__Text excerpt__.
┄┄┄┄┄┄┄┄┄┄┄┄┄┄┄┄┄┄┄┄

Exhibit e(2)
AMENDMENT TO DISTRIBUTION AGREEMENT
October 2, 2001
Credit Suisse Asset Management
Securities, Inc.
000 Xxxxxxxxx Xxxxxx
Xxx Xxxx, Xxx Xxxx 00000-0000
Ladies and Gentlemen:
Pursuant to Section 7 of the Distribution Agreement (the "Distribution
Agreement") by and between each of Credit Suisse Warburg Pincus Capital
Appreciation Fund, Credit Suisse Warburg Pincus Value II Fund, Credit Suisse
Warburg Pincus Major Foreign Markets Fund and Credit Suisse Warburg Pincus
Intermediate Maturity Government Fund (each a "Fund," together the "Funds")
and Credit Suisse Asset Management Securities, Inc., dated August 1, 2000, the
Distribution Agreement is hereby amended to delete Section 1.8 and replace it
in its entirety by the following:
1.8(a) With respect to the Class A,B and C shares, the Fund will
compensate the Distributor for its services in connection with distribution of
Shares by the Distributor in accordance with the terms of the plans of
distribution (the "Plans") adopted by the Fund pursuant to Rule 12b-1 under
the 1940 Act with respect to such Classes, as such Plans may be in effect
from time to time. The Fund reserves the right to modify or terminate such
Plans at any time as specified in the Plans and Rule 12b-1, and this Section
1.8(a) shall thereupon be modified or terminated to the same extent without
further action of the parties. In addition, this Section 1.8(a) may be
modified or terminated by the Board members as set forth in Section 8 hereof.
The persons authorized to direct the payment of funds pursuant to this
Agreement and the Plans shall provide to each Fund's governing Board, and the
Board members shall review, at least quarterly a written report of the amount
so paid and the purposes for which such expenditures were made. The amounts
paid under this Agreement are in addition to the amount of any initial sales
charge or contingent deferred sales charge, if any, paid to the Distributor
pursuant to the terms of each Fund's Registration Statement as in effect from
time to time.

┄┄┄┄┄┄┄┄┄┄┄┄┄┄┄┄┄┄┄┄

__Given problem__.
How often does the distribution agreement amendment require the Board members to review the written report of amounts paid?

┄┄┄┄┄┄┄┄┄┄┄┄┄┄┄┄┄┄┄┄

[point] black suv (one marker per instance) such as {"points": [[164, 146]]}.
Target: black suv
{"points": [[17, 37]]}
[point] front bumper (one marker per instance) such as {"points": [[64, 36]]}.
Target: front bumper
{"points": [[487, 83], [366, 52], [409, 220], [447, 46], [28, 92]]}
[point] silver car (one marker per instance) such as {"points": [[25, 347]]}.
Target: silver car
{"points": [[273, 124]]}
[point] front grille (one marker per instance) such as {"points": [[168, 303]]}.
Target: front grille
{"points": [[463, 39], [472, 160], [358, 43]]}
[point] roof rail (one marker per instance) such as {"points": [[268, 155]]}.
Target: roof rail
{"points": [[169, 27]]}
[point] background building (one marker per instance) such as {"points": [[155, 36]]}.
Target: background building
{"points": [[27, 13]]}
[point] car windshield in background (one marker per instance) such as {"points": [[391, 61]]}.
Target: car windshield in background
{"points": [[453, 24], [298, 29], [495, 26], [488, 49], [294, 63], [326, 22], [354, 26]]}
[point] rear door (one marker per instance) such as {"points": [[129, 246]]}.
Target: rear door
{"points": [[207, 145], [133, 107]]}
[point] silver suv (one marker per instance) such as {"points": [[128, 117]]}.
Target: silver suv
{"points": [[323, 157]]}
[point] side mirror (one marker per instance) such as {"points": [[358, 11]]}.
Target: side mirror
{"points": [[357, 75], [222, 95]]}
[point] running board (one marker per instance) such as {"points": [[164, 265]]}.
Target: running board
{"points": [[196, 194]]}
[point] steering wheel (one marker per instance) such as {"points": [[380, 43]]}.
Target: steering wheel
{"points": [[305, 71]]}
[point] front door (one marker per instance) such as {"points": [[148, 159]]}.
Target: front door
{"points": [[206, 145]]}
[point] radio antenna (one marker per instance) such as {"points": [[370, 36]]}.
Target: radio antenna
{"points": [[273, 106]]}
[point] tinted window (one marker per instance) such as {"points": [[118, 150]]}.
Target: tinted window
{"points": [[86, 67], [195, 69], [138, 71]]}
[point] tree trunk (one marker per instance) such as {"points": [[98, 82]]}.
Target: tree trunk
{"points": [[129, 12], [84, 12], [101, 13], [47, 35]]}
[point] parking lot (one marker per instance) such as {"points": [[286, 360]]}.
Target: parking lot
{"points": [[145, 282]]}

┄┄┄┄┄┄┄┄┄┄┄┄┄┄┄┄┄┄┄┄

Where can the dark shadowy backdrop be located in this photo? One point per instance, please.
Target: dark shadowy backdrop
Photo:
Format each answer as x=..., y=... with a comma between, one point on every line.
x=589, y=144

┄┄┄┄┄┄┄┄┄┄┄┄┄┄┄┄┄┄┄┄

__Result for this task__.
At least quarterly.